*About this exercise*
Which lines below include "metal"? Copy them all.

(Dataset records)
───

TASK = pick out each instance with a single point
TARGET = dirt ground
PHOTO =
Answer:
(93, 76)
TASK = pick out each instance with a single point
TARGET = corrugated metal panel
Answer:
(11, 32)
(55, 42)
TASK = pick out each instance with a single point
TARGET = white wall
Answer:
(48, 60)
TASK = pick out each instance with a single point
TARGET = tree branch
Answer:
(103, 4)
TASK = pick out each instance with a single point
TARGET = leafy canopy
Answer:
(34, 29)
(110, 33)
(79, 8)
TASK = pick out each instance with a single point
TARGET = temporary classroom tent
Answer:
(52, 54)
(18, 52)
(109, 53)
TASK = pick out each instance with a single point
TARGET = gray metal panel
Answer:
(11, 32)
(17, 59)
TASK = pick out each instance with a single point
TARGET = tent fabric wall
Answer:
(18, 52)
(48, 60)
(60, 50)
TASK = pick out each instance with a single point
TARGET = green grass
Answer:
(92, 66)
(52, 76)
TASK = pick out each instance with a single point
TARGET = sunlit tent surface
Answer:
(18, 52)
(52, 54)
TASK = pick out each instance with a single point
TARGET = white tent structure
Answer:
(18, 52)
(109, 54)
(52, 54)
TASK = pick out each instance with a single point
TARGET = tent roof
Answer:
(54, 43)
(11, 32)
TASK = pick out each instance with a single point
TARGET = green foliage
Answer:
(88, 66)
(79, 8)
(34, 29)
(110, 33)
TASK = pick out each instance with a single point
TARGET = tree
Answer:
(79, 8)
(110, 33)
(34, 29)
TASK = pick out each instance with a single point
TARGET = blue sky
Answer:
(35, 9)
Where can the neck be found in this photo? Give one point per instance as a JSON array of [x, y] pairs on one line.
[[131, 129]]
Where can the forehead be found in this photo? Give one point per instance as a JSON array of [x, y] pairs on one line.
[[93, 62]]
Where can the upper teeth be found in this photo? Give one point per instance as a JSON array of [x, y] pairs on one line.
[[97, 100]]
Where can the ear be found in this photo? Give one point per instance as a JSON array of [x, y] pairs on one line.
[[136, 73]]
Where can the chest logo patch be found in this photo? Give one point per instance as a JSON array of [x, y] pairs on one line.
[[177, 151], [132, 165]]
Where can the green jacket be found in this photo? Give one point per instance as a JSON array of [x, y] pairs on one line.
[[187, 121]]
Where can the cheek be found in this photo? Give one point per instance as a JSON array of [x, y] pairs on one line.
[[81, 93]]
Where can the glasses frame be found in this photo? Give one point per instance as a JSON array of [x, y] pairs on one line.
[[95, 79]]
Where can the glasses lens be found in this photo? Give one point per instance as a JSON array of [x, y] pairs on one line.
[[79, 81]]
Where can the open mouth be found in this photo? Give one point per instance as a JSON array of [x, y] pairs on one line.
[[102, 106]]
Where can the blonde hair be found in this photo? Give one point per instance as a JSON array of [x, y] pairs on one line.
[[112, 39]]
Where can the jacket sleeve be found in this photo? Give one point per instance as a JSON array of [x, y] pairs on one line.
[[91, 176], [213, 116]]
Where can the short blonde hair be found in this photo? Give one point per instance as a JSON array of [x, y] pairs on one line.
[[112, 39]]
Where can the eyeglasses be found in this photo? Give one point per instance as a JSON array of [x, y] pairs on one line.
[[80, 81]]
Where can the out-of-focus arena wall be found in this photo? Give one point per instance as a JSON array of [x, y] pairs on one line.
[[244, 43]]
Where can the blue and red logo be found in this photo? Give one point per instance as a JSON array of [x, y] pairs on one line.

───

*Task solution*
TARGET = corrugated metal panel
TARGET = gray metal panel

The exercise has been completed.